Scan the listing below for the word "headframe" and copy every line that has it.
::: WORKING DATA
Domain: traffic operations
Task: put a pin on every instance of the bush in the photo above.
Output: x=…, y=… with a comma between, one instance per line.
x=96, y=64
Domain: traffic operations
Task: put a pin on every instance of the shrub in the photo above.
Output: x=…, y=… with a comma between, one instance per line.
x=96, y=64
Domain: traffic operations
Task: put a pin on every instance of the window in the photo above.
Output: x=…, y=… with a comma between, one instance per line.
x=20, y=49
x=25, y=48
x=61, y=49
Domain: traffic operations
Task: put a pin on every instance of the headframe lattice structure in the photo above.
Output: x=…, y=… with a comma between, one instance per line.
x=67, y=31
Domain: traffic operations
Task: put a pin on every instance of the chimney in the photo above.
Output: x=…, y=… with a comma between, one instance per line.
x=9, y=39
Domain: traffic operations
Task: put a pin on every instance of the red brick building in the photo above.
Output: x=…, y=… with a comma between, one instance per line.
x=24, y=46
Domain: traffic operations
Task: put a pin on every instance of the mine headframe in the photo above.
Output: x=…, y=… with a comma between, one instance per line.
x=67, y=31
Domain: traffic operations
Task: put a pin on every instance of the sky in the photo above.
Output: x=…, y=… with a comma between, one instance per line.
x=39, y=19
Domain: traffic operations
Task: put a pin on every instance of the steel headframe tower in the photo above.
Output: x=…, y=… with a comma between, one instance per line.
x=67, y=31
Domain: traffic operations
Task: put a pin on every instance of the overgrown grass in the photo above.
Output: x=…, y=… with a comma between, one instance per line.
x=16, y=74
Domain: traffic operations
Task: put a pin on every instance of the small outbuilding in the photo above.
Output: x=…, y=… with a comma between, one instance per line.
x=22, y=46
::::::
::: WORKING DATA
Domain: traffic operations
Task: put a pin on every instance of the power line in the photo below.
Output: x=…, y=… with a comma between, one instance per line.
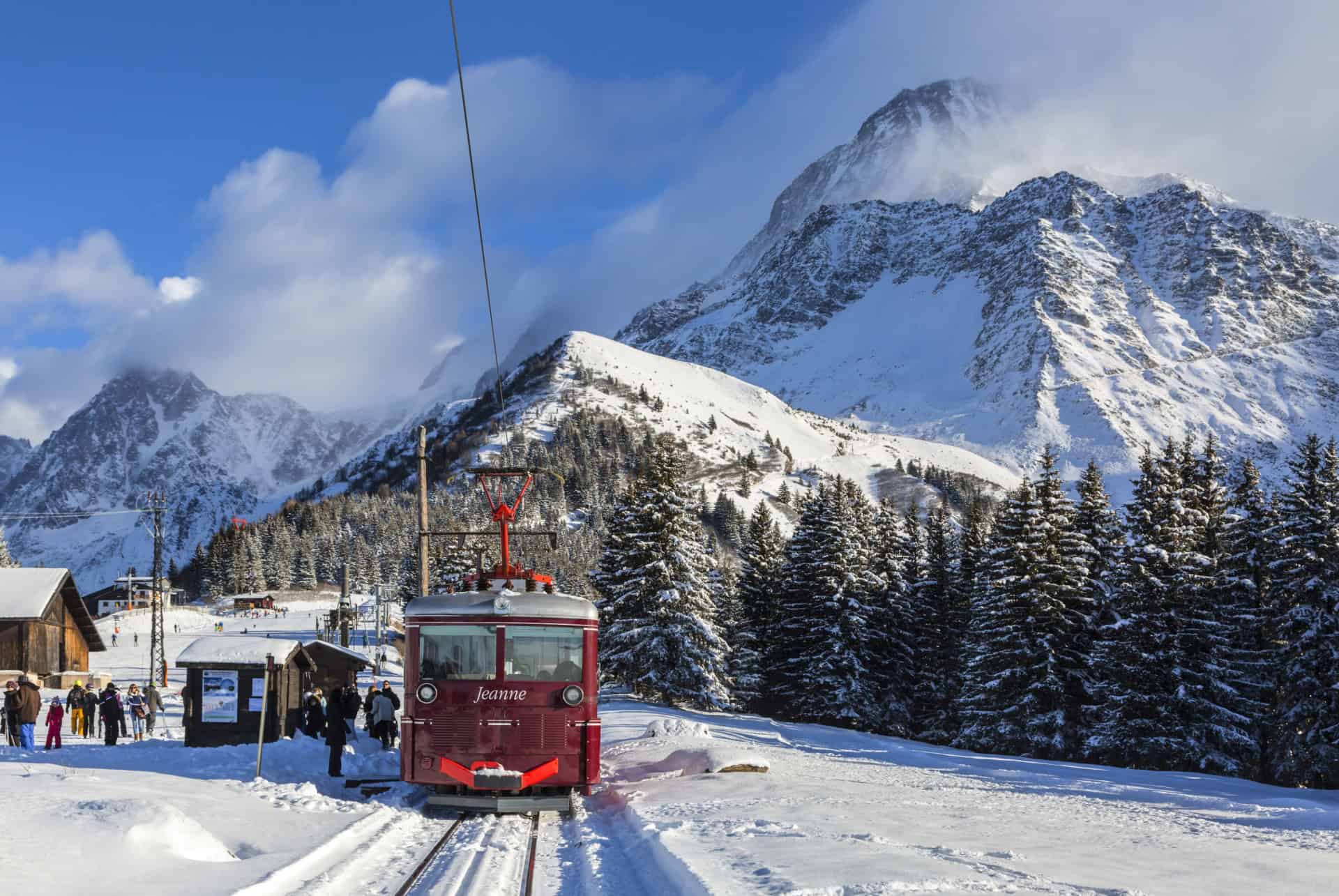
::::::
### FINISHED EXERCISE
Task: put a pin on every instance of the headframe lattice structure in the photo above.
Task: put a pin on every instance of the mine headframe in the photo above.
Task: put a pin on every instance of the steel headframe tower in the photo above.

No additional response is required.